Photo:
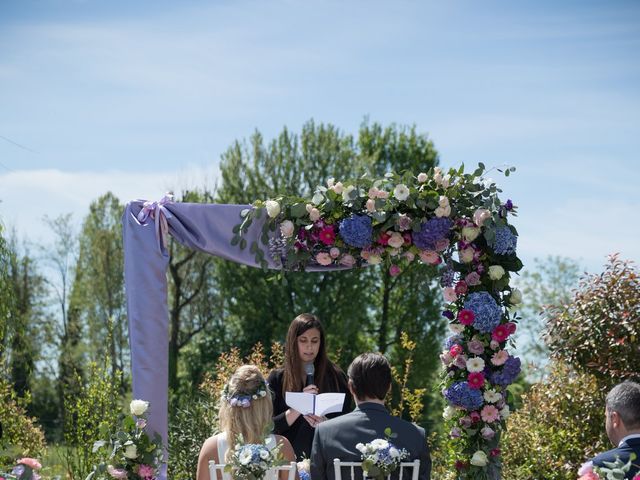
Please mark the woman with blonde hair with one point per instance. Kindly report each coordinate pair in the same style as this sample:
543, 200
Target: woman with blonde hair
245, 414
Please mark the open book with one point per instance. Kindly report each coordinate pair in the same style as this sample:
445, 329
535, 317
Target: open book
307, 403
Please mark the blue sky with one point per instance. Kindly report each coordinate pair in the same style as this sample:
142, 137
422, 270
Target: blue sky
141, 97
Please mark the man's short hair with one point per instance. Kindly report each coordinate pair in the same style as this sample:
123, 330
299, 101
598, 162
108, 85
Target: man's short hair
370, 375
624, 398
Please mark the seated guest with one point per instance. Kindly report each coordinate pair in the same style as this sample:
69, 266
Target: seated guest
369, 382
622, 412
242, 417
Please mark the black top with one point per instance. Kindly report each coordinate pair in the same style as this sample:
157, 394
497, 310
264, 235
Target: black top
300, 433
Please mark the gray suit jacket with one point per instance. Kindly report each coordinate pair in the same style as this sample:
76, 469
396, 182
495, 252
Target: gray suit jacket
337, 438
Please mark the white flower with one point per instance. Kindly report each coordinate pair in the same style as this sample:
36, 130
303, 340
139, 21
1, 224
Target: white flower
138, 407
479, 459
496, 272
475, 364
273, 208
286, 228
346, 193
131, 451
491, 396
401, 192
516, 297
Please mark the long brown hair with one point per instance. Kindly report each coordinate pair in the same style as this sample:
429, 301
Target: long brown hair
253, 422
325, 376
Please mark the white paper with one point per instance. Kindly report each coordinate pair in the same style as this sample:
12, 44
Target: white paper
307, 403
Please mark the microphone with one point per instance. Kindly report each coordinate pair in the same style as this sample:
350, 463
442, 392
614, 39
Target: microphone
309, 369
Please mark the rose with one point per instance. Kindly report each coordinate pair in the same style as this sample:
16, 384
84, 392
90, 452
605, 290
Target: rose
131, 451
480, 216
496, 272
479, 459
286, 228
273, 208
138, 407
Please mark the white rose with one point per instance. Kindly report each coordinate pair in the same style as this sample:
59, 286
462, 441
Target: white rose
401, 192
273, 208
131, 451
138, 407
516, 297
475, 364
496, 272
479, 459
286, 228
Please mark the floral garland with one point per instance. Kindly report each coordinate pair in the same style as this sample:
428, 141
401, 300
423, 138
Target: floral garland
452, 220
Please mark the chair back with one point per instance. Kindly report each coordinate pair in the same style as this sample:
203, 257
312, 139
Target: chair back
414, 468
273, 473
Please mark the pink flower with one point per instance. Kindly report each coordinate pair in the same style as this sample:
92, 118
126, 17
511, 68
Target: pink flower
449, 294
323, 258
328, 235
347, 260
466, 317
476, 380
394, 270
30, 462
461, 287
475, 346
145, 471
472, 279
500, 333
499, 358
489, 413
430, 257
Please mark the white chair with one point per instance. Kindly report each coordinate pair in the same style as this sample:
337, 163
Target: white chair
339, 465
273, 473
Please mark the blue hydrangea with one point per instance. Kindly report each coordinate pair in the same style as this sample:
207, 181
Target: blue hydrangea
461, 395
509, 372
505, 242
485, 309
356, 231
432, 230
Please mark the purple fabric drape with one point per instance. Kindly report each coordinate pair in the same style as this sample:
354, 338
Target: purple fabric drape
203, 227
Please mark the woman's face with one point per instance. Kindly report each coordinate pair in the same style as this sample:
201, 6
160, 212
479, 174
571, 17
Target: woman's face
309, 345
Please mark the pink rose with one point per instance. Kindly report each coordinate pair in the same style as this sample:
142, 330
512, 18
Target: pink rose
323, 258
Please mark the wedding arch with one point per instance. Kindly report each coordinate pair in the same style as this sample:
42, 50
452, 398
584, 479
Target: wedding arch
453, 219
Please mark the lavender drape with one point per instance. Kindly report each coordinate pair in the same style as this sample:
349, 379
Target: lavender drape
203, 227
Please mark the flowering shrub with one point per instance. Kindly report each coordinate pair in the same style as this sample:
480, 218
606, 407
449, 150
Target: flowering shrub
454, 220
132, 453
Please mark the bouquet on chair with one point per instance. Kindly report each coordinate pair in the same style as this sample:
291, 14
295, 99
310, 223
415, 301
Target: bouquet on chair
252, 461
381, 457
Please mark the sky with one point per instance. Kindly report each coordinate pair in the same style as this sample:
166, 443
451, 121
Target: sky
142, 97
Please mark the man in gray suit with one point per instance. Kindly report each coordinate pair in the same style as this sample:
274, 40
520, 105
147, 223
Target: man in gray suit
369, 382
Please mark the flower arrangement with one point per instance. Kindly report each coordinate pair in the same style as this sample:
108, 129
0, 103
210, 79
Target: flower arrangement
25, 469
611, 471
451, 220
380, 457
252, 461
130, 453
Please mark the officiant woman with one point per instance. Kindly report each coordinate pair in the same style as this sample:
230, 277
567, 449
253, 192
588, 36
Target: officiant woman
306, 369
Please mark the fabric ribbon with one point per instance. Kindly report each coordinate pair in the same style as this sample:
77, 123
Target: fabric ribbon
157, 212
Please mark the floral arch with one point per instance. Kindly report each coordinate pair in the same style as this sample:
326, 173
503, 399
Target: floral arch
454, 220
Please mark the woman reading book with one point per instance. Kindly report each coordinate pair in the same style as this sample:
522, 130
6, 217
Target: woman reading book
306, 369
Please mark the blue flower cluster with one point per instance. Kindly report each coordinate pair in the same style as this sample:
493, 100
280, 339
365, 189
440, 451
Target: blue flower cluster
356, 231
485, 309
505, 242
461, 395
509, 372
432, 230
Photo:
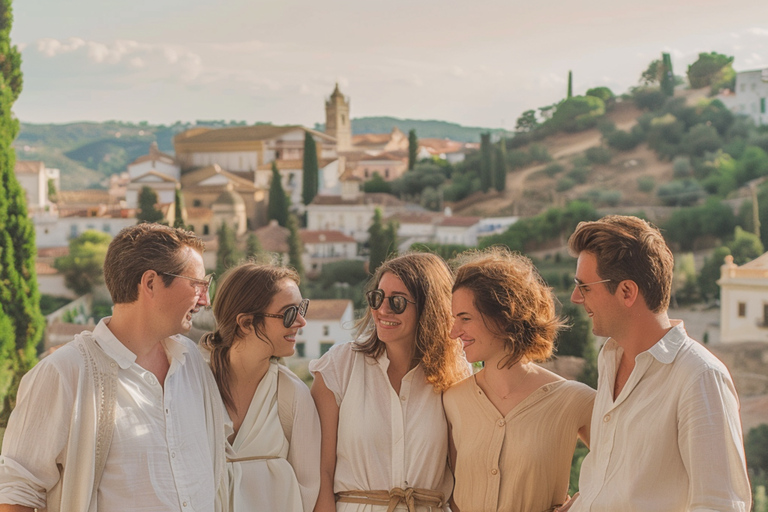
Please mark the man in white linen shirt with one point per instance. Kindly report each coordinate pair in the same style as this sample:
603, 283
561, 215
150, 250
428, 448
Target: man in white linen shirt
128, 417
666, 432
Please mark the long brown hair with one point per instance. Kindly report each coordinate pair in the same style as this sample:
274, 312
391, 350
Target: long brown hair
513, 299
428, 279
247, 288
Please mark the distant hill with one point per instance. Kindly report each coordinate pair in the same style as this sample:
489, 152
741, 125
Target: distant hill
424, 129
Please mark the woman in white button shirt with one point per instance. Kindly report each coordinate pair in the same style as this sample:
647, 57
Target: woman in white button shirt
385, 439
273, 445
514, 424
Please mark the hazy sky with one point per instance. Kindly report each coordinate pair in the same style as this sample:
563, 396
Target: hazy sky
474, 62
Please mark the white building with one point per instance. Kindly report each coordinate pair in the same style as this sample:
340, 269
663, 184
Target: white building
329, 322
750, 96
744, 300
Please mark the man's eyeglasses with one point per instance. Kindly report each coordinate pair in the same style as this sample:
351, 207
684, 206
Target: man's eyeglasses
580, 285
201, 285
290, 313
397, 303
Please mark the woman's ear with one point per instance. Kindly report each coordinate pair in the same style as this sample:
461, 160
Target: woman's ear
245, 322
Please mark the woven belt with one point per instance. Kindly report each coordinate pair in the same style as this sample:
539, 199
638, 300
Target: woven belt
409, 496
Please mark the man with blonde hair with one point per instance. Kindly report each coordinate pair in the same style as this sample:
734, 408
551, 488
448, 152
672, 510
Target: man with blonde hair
666, 433
126, 417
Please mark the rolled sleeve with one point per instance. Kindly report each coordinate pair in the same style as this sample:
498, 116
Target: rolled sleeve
35, 438
712, 446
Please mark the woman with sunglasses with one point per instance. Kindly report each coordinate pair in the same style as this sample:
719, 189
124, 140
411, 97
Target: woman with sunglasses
273, 444
385, 439
514, 425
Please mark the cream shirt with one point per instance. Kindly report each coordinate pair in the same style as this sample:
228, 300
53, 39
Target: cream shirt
672, 440
159, 458
521, 461
385, 440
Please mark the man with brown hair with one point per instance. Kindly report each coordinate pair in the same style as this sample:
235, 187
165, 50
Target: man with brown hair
666, 433
127, 417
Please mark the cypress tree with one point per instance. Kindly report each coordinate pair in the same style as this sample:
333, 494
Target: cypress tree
21, 322
500, 166
413, 149
311, 178
295, 247
178, 210
486, 158
277, 209
148, 212
227, 254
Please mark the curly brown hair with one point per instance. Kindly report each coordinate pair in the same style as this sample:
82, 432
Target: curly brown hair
247, 288
514, 301
428, 279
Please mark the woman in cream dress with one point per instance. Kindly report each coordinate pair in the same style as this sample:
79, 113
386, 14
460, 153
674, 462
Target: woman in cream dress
385, 438
273, 445
514, 425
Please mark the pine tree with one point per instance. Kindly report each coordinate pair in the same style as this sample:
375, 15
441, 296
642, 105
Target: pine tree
311, 181
413, 149
500, 166
178, 210
21, 322
227, 254
295, 247
277, 209
148, 211
486, 158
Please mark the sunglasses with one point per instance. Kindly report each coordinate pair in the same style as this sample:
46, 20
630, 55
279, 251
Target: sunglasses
290, 313
397, 303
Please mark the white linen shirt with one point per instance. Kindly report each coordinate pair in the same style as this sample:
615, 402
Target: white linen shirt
671, 441
159, 458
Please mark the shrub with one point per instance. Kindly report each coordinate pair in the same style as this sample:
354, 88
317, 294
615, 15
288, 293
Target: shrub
599, 155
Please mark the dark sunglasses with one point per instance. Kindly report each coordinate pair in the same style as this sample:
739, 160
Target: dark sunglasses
397, 303
290, 313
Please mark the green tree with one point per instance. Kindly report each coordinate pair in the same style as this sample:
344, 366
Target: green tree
500, 166
21, 323
295, 247
277, 209
707, 69
82, 268
227, 254
486, 159
253, 248
311, 170
413, 149
178, 209
148, 211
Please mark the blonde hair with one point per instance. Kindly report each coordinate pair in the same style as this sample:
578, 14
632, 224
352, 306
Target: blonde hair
428, 279
519, 307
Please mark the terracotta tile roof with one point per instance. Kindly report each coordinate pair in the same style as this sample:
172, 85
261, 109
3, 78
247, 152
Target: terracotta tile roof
327, 309
323, 236
28, 166
375, 198
273, 237
458, 221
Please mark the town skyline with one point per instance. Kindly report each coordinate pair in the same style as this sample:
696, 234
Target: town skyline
182, 61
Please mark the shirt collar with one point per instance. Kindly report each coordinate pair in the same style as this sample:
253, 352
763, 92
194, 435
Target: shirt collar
122, 355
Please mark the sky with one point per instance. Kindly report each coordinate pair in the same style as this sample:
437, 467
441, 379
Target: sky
476, 63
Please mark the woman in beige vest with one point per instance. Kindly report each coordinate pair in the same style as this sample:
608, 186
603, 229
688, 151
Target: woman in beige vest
385, 438
273, 445
514, 424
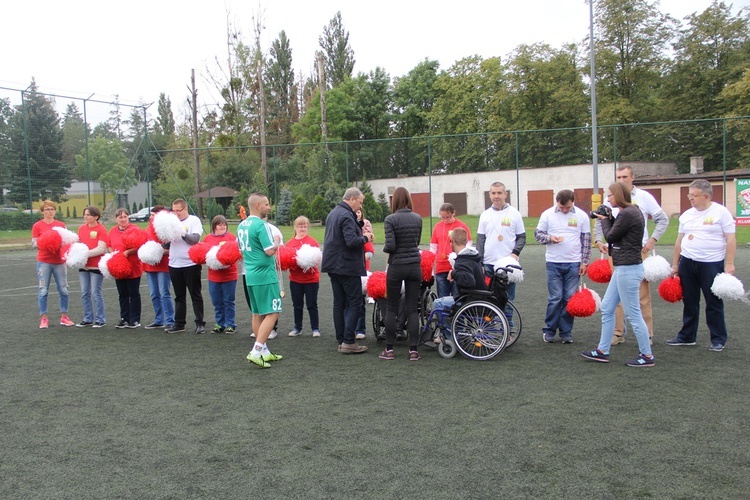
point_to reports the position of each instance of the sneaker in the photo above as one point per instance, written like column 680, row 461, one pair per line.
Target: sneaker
column 352, row 348
column 596, row 355
column 258, row 360
column 640, row 361
column 679, row 341
column 387, row 354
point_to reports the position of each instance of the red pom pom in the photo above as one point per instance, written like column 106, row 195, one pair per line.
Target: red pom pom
column 119, row 266
column 427, row 263
column 134, row 238
column 287, row 257
column 600, row 271
column 197, row 252
column 50, row 242
column 671, row 289
column 582, row 304
column 229, row 253
column 376, row 285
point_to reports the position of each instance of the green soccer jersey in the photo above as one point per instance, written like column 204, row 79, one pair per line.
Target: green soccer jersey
column 254, row 237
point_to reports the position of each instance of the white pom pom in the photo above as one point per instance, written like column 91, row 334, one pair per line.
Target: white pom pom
column 168, row 227
column 309, row 257
column 452, row 259
column 212, row 261
column 103, row 264
column 656, row 268
column 513, row 277
column 68, row 237
column 151, row 253
column 77, row 256
column 727, row 287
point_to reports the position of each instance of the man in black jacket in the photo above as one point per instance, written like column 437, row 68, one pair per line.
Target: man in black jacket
column 344, row 261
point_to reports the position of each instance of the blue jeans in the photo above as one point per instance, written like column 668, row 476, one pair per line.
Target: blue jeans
column 347, row 305
column 222, row 297
column 161, row 297
column 511, row 290
column 562, row 283
column 44, row 273
column 697, row 277
column 91, row 292
column 445, row 287
column 624, row 287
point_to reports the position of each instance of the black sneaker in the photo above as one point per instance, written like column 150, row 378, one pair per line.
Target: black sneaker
column 679, row 341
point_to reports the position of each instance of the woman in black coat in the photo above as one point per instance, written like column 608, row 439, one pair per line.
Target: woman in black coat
column 403, row 231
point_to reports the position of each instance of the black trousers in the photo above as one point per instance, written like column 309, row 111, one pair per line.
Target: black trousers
column 187, row 279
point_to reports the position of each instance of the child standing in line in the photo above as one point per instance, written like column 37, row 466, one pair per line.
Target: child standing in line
column 303, row 284
column 222, row 283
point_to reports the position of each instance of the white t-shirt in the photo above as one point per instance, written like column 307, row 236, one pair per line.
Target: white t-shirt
column 178, row 250
column 705, row 231
column 500, row 228
column 570, row 226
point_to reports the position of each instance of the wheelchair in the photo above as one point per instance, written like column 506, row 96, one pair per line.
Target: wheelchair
column 478, row 327
column 424, row 306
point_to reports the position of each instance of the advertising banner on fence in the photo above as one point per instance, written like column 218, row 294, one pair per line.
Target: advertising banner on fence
column 743, row 201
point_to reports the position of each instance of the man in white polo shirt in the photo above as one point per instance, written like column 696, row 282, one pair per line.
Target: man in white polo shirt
column 648, row 206
column 566, row 231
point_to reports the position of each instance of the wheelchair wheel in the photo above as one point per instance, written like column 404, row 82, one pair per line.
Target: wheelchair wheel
column 515, row 331
column 480, row 330
column 447, row 348
column 378, row 320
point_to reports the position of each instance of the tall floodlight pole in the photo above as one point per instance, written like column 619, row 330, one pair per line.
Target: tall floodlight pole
column 596, row 198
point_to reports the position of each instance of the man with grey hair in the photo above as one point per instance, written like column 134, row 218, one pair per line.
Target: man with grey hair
column 705, row 247
column 344, row 261
column 648, row 206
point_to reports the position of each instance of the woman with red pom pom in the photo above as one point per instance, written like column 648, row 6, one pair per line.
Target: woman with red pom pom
column 222, row 283
column 50, row 263
column 624, row 234
column 128, row 289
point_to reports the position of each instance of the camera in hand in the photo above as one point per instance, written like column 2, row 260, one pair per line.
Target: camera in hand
column 601, row 210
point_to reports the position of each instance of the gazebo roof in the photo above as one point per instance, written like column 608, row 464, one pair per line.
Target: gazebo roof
column 217, row 192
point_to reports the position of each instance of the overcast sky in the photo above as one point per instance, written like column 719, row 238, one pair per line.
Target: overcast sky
column 140, row 48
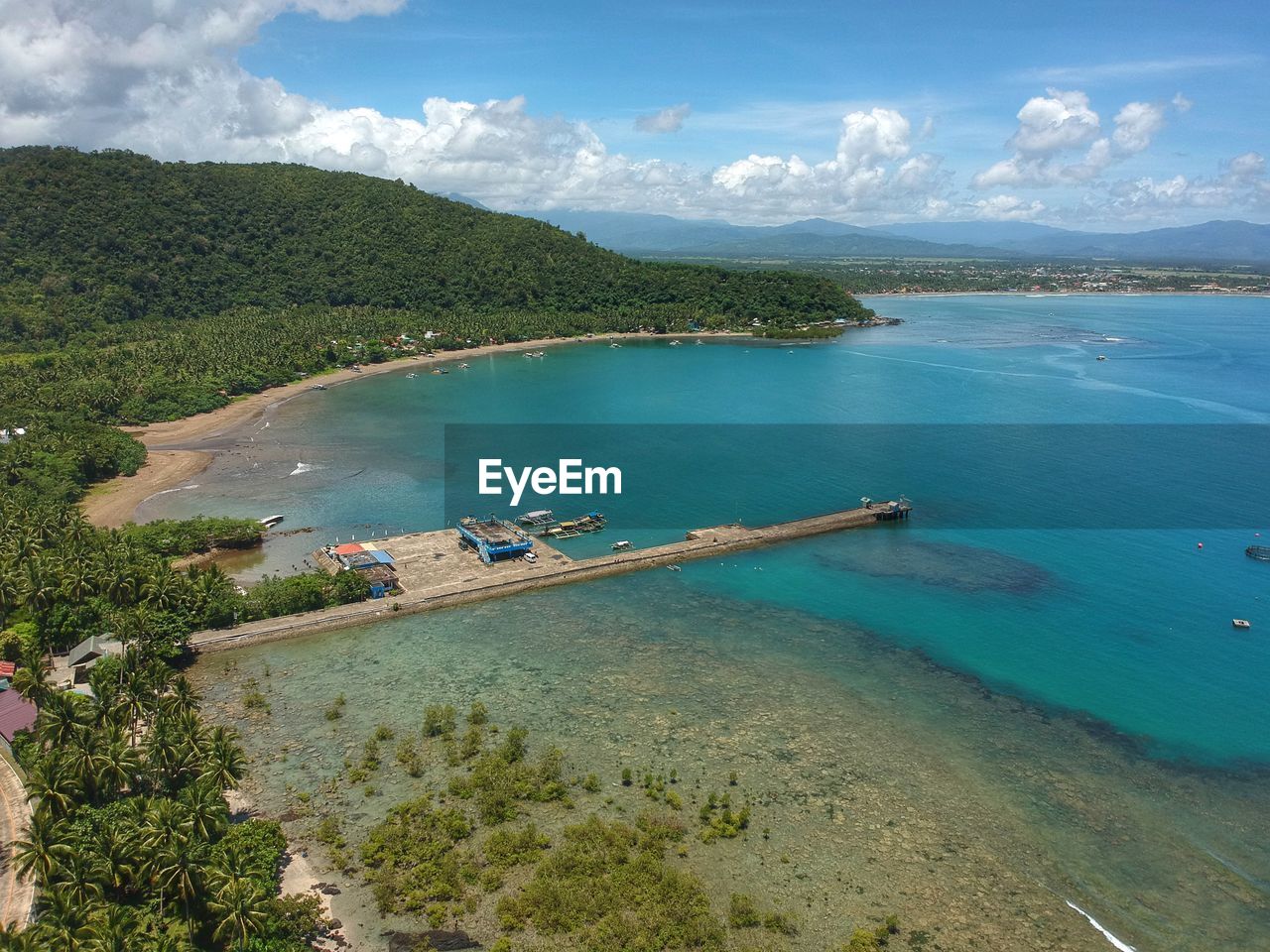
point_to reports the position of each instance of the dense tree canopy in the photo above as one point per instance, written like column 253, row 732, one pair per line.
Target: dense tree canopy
◆ ◆ ◆ ◆ ◆
=== Exercise aim ===
From the records above, tally every line that contains the string "canopy"; the reply consists of that number alone.

=== Result of this exercise ===
2